Work to be completed ::
Put every line of the listing below into a JSON list of strings, one string per line, skipping blank lines and leaving out the pictures.

Begin

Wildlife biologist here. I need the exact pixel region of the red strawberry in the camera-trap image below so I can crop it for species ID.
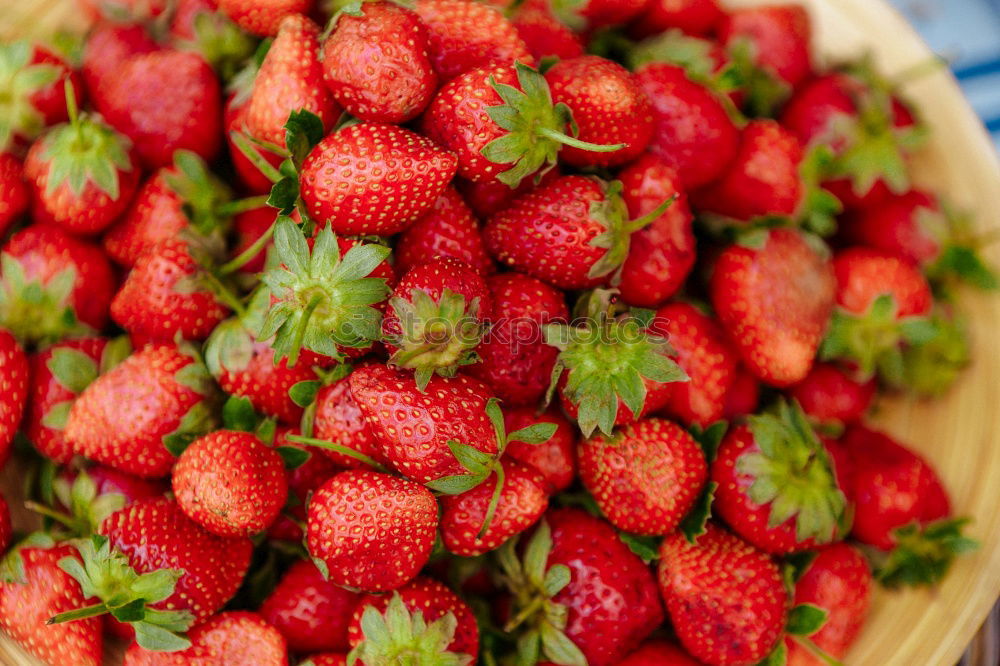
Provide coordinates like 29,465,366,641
307,470,438,592
498,509,663,666
413,0,534,81
468,273,569,406
322,2,438,124
393,185,494,276
441,460,549,557
650,303,739,427
64,345,215,478
821,246,934,384
260,560,361,652
0,540,103,666
300,123,456,235
26,338,121,464
111,238,229,342
635,63,740,188
694,120,805,221
711,229,835,386
785,543,872,666
788,363,876,424
244,14,340,146
123,611,288,666
423,63,624,187
504,407,577,494
629,0,725,37
545,55,653,167
841,426,975,587
92,49,222,169
618,153,695,307
719,4,812,88
219,0,314,37
0,152,31,235
712,402,847,554
349,576,479,664
24,97,139,234
351,365,497,483
172,430,288,537
659,524,788,664
382,257,493,389
0,224,115,341
0,328,30,464
579,419,708,535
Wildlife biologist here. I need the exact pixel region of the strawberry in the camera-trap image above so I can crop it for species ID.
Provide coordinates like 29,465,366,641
245,14,340,146
498,509,663,666
712,401,847,555
24,90,139,234
483,176,669,289
92,49,222,169
382,257,493,390
307,470,438,592
0,328,30,463
820,246,934,384
219,0,314,37
0,152,31,235
441,460,549,557
351,365,497,483
503,407,577,494
579,419,708,535
111,238,229,342
650,303,739,428
629,0,725,38
785,543,872,666
0,224,115,342
171,430,288,537
64,345,215,478
788,363,876,425
300,123,456,235
711,229,836,387
545,55,653,167
260,560,361,652
393,185,494,277
635,63,740,189
423,62,625,187
348,576,479,666
413,0,534,81
25,338,129,464
467,273,569,406
0,42,83,152
322,2,438,125
842,426,976,587
659,524,788,664
123,611,288,666
618,153,695,307
0,537,103,666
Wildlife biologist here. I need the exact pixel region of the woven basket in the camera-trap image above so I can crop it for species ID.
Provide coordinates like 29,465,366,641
0,0,1000,666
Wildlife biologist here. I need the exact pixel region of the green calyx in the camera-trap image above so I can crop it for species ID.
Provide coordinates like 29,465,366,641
42,81,134,200
482,63,625,188
736,400,847,543
48,535,194,652
258,217,391,365
545,289,689,437
347,592,473,666
385,289,486,391
873,518,979,587
0,42,59,153
819,294,937,386
494,518,587,666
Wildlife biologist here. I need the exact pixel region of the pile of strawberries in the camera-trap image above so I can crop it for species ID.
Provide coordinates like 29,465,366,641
0,0,997,666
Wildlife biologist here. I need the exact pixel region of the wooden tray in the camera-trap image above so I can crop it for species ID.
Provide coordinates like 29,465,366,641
0,0,1000,666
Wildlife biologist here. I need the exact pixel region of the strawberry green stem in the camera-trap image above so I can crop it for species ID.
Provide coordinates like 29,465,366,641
287,435,390,472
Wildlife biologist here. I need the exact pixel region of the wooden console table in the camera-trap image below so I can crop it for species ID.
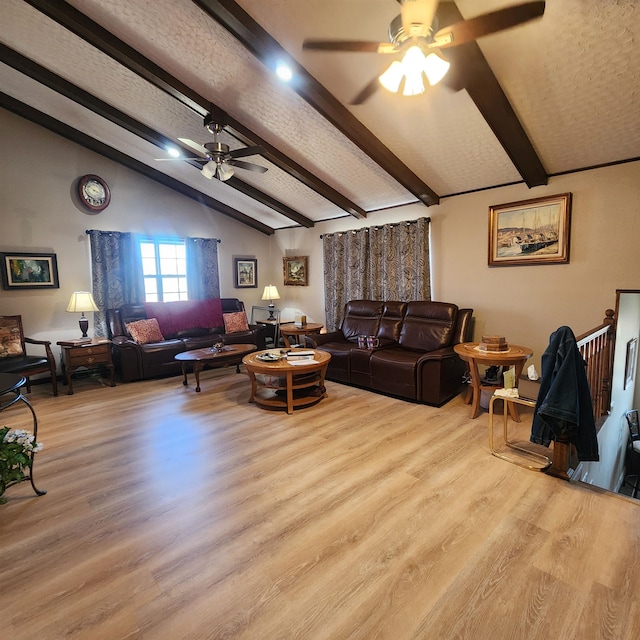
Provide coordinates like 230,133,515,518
57,338,116,395
453,342,533,422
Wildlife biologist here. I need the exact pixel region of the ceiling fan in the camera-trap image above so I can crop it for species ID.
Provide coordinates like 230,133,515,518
156,115,267,182
302,0,545,105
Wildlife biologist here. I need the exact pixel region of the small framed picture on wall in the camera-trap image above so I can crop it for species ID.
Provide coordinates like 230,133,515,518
282,256,309,287
233,258,258,289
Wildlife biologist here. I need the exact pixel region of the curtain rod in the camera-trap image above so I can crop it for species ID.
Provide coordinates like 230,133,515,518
84,229,222,244
320,218,431,239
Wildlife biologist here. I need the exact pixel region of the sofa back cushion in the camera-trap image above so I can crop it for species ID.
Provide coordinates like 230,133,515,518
398,301,458,351
376,301,407,343
340,300,384,342
144,298,223,336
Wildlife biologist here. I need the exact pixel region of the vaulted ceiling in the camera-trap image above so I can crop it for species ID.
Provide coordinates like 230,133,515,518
0,0,640,234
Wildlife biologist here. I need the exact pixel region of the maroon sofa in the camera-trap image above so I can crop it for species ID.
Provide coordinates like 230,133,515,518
307,300,473,406
107,298,267,382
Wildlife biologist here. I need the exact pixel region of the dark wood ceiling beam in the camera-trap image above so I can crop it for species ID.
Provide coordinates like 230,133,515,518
25,0,366,218
0,43,314,227
192,0,439,206
0,92,274,235
438,2,549,188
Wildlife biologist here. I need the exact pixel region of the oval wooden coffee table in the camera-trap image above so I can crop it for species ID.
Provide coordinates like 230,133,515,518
242,349,331,413
174,344,257,392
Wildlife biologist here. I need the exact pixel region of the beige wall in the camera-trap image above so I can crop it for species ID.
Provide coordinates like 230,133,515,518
276,162,640,370
0,110,640,378
0,109,276,360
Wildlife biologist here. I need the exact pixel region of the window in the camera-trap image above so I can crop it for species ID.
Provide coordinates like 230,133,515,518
140,238,188,302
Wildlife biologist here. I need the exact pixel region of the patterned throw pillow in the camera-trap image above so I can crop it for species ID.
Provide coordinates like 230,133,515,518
127,318,164,344
222,311,249,333
0,317,24,358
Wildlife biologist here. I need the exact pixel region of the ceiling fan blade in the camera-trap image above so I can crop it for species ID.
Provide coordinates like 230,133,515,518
154,156,205,162
178,138,208,158
400,0,438,34
349,75,380,105
302,40,398,53
229,147,264,158
432,2,545,49
226,159,267,173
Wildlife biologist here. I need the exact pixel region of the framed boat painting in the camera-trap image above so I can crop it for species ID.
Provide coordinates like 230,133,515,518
489,193,571,267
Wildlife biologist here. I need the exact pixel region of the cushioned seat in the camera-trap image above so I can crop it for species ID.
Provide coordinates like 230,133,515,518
0,316,58,396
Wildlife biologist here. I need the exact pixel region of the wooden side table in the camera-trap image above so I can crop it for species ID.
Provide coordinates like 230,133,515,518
57,338,116,395
453,342,533,422
280,322,324,348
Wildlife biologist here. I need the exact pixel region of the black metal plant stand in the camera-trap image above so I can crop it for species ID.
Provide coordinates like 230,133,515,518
0,373,47,496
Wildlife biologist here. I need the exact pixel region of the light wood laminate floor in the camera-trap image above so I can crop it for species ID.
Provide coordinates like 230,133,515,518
0,369,640,640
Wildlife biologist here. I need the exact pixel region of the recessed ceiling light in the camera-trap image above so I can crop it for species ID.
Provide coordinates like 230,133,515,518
276,62,293,82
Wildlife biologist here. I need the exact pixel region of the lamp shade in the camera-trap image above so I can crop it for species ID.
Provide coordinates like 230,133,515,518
262,284,280,300
66,291,98,313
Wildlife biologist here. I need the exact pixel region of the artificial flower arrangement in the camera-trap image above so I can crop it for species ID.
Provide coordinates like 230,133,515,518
0,427,42,504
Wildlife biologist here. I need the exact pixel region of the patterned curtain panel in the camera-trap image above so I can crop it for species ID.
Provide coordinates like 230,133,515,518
186,238,220,300
322,218,431,331
87,229,144,336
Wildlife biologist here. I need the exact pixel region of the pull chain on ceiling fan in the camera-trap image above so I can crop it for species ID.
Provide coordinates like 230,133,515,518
302,0,545,104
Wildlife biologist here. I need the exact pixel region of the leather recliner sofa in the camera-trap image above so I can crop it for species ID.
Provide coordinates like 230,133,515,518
307,300,473,406
107,298,267,382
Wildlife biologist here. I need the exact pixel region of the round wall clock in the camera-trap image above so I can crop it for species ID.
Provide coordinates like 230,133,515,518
78,174,111,211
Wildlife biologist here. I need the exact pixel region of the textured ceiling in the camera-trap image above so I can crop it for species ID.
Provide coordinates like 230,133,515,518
0,0,640,233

End

Task answer ::
[
  "Wildlife biologist here. I need the exact pixel region of the red strawberry in the camera-trap image below so I can crop it for species ID.",
  "Provide coordinates like 29,465,366,641",
  "307,470,438,592",
  "498,509,663,666",
  "413,0,534,81",
  "468,273,569,406",
  "322,2,438,124",
  "393,185,494,276",
  "441,460,549,557",
  "650,303,739,427",
  "64,345,215,478",
  "821,246,934,384",
  "260,560,361,652",
  "0,540,103,666",
  "300,123,456,235",
  "26,338,121,464",
  "111,238,229,342",
  "635,63,740,188",
  "694,120,805,221",
  "711,229,835,386",
  "785,543,872,666",
  "788,363,876,424",
  "244,14,340,146",
  "123,611,288,666",
  "423,63,624,187",
  "504,407,577,494",
  "629,0,725,37",
  "545,55,653,167",
  "841,426,975,587",
  "92,49,222,169",
  "618,153,695,307",
  "719,4,812,88",
  "219,0,314,37",
  "0,152,31,235",
  "712,402,847,554",
  "349,576,479,664",
  "24,97,139,234",
  "351,365,497,483",
  "172,430,288,537",
  "659,524,788,664",
  "382,257,493,389",
  "0,224,115,341",
  "0,328,30,464",
  "579,419,708,535",
  "Wildlife biologist here. I need the exact pixel region of the strawberry in the camera-trap image above so I can crop it for species ID.",
  "Provide coordinates like 29,465,366,641",
  "245,14,340,146",
  "498,509,663,666",
  "712,401,847,555",
  "24,90,139,234",
  "483,176,669,289",
  "92,49,222,169",
  "382,257,493,390",
  "307,470,438,592",
  "0,328,30,463",
  "820,246,934,384",
  "219,0,314,37",
  "0,152,31,235",
  "441,460,549,557",
  "351,365,497,483",
  "503,407,577,494",
  "579,419,708,535",
  "111,238,229,342",
  "650,303,739,428",
  "629,0,725,38",
  "785,543,872,666",
  "0,224,115,342",
  "171,430,288,537",
  "64,345,215,478",
  "788,363,876,425",
  "300,123,456,235",
  "711,229,836,387",
  "545,55,653,167",
  "260,560,361,652",
  "393,185,494,277",
  "635,63,740,189",
  "423,62,625,187",
  "348,576,479,666",
  "413,0,534,81",
  "25,338,129,464",
  "467,273,569,406",
  "0,42,83,152",
  "322,2,438,125",
  "842,426,976,587",
  "659,524,788,664",
  "123,611,288,666",
  "618,153,695,307",
  "0,537,103,666",
  "Wildlife biologist here. I need the exact pixel region of the woven basket in the camera-trap image above so I can crop it for species ID.",
  "Provide coordinates like 29,465,366,641",
  "0,0,1000,666",
  "Wildlife biologist here. I need the exact pixel region of the green calyx in the camera-trap image above so I can crop it for species ID.",
  "Provide coordinates like 29,465,366,641",
  "42,81,134,200",
  "482,63,625,188",
  "736,400,847,543",
  "48,535,194,652",
  "258,217,391,365",
  "545,289,689,437",
  "347,592,473,666",
  "385,289,486,391",
  "873,518,979,587",
  "0,42,59,153",
  "819,294,937,386",
  "494,518,587,666",
  "Wildlife biologist here. I need the exact pixel region of the pile of strawberries in the camera-trap image above so I can crop it for species ID.",
  "Provide coordinates like 29,465,366,641",
  "0,0,997,666",
  "Wildlife biologist here. I need the exact pixel region of the wooden tray in the camera-trap image above so I can crop it for species ID.",
  "Provide coordinates like 29,465,366,641",
  "0,0,1000,666",
  "Wildlife biologist here. I need the exact pixel region of the strawberry green stem in the camera-trap image above so I can crop it for species ID.",
  "Provide coordinates like 29,465,366,641",
  "287,435,390,472",
  "Wildlife biologist here. I need the exact pixel region of the wooden console table in the camera-trap image below so I can crop it for species ID.",
  "Provide coordinates like 230,133,515,518",
  "57,338,116,395",
  "453,342,533,422",
  "Wildlife biologist here. I need the exact pixel region of the ceiling fan in the camera-trap image above so I can crop it for species ID.",
  "Provide coordinates like 230,133,515,518",
  "156,115,267,182",
  "302,0,545,105",
  "Wildlife biologist here. I need the exact pixel region of the small framed picture on wall in the camera-trap image above so I can crop it for species ID.",
  "Provide coordinates like 230,133,515,518",
  "282,256,309,287",
  "233,258,258,289",
  "Wildlife biologist here. I need the exact pixel region of the curtain rod in the camera-trap image above so I can crop it for species ID.",
  "Provide coordinates like 230,133,515,518",
  "84,229,222,244",
  "320,218,431,239",
  "Wildlife biologist here. I need the exact pixel region of the sofa back cushion in the camera-trap image above so I can crop it for species ID.",
  "Provide coordinates like 230,133,515,518",
  "398,301,458,351",
  "376,301,407,343",
  "340,300,384,342",
  "144,298,223,336",
  "Wildlife biologist here. I need the exact pixel region of the vaulted ceiling in the camera-trap image above so I can crop it for species ID.",
  "Provide coordinates like 230,133,515,518",
  "0,0,640,234",
  "Wildlife biologist here. I need the exact pixel region of the maroon sofa in the camera-trap image above so I can crop it for species ID.",
  "Provide coordinates like 230,133,515,518",
  "307,300,473,406",
  "107,298,267,382",
  "Wildlife biologist here. I need the exact pixel region of the dark wood ceiling beam in the camera-trap image above so I can crop it for species ID.",
  "Provide coordinates like 230,133,515,518",
  "25,0,366,218",
  "0,43,314,227",
  "192,0,439,206",
  "0,92,274,235",
  "438,2,549,188",
  "Wildlife biologist here. I need the exact pixel region of the oval wooden coffee table in the camera-trap image above so I can crop it for species ID.",
  "Provide coordinates like 230,133,515,518",
  "242,349,331,413",
  "174,344,257,392",
  "Wildlife biologist here. I need the exact pixel region of the beige wall in the camera-trap image above so I can crop it for species ID.",
  "Provide coordinates like 230,133,515,518",
  "276,162,640,370",
  "0,110,640,378",
  "0,109,276,360",
  "Wildlife biologist here. I need the exact pixel region of the window in the camera-trap image above so I can crop it for species ID.",
  "Provide coordinates like 230,133,515,518",
  "140,238,188,302",
  "Wildlife biologist here. I need the exact pixel region of the patterned throw pillow in the camera-trap image above so I can crop it for species ID.",
  "Provide coordinates like 230,133,515,518",
  "127,318,164,344",
  "222,311,249,333",
  "0,317,24,358",
  "Wildlife biologist here. I need the exact pixel region of the ceiling fan blade in the camera-trap image above so I can crop it for species ID.",
  "Provide coordinates like 230,133,515,518",
  "154,156,205,162",
  "178,138,208,158",
  "400,0,438,34",
  "349,75,380,105",
  "302,40,398,53",
  "229,147,264,158",
  "432,2,545,49",
  "226,159,267,173",
  "Wildlife biologist here. I need the exact pixel region of the framed boat painting in the camera-trap image above so I can crop it for species ID.",
  "Provide coordinates like 230,133,515,518",
  "489,193,571,267",
  "Wildlife biologist here. I need the exact pixel region of the cushioned seat in the camera-trap image above so I can crop it for species ID.",
  "Provide coordinates like 230,133,515,518",
  "0,316,58,396",
  "Wildlife biologist here. I need the exact pixel region of the wooden side table in the camera-trap image above so I can crop it for species ID.",
  "Provide coordinates like 230,133,515,518",
  "57,338,116,395",
  "453,342,533,422",
  "280,322,324,348",
  "Wildlife biologist here. I need the exact pixel region of the black metal plant stand in the camera-trap image above so I can crop it for species ID.",
  "Provide coordinates like 230,133,515,518",
  "0,373,47,496",
  "Wildlife biologist here. I need the exact pixel region of the light wood laminate floor in the camera-trap image above so I can crop it for species ID.",
  "Provide coordinates like 230,133,515,518",
  "0,369,640,640",
  "Wildlife biologist here. I need the exact pixel region of the recessed ceiling light in the camera-trap image above so I can crop it for species ID.",
  "Provide coordinates like 230,133,515,518",
  "276,62,293,82",
  "Wildlife biologist here. I need the exact pixel region of the lamp shade in the camera-trap image above so I can crop it for species ID.",
  "Provide coordinates like 230,133,515,518",
  "262,284,280,300",
  "66,291,98,313",
  "Wildlife biologist here. I need the exact pixel region of the artificial flower arrangement in the camera-trap image above so I can crop it for species ID.",
  "Provide coordinates like 230,133,515,518",
  "0,427,42,504",
  "Wildlife biologist here. I need the exact pixel region of the patterned curtain panel in the camera-trap image above so I can crop it for species ID.",
  "Provide coordinates like 230,133,515,518",
  "186,238,220,300",
  "322,218,431,331",
  "87,229,144,336",
  "Wildlife biologist here. I need the exact pixel region of the pull chain on ceiling fan in the camera-trap image above so I can crop it for species ID.",
  "Provide coordinates like 230,133,515,518",
  "302,0,545,104",
  "Wildlife biologist here. I need the exact pixel region of the leather recliner sofa in the camera-trap image above so I can crop it for species ID.",
  "Provide coordinates like 230,133,515,518",
  "307,300,473,406",
  "107,298,267,382",
  "Wildlife biologist here. I need the exact pixel region of the round wall clock in the camera-trap image above so I can crop it for species ID.",
  "Provide coordinates like 230,133,515,518",
  "78,174,111,211",
  "Wildlife biologist here. I need the exact pixel region of the textured ceiling in the camera-trap image above so I can crop it for species ID.",
  "Provide coordinates like 230,133,515,518",
  "0,0,640,233"
]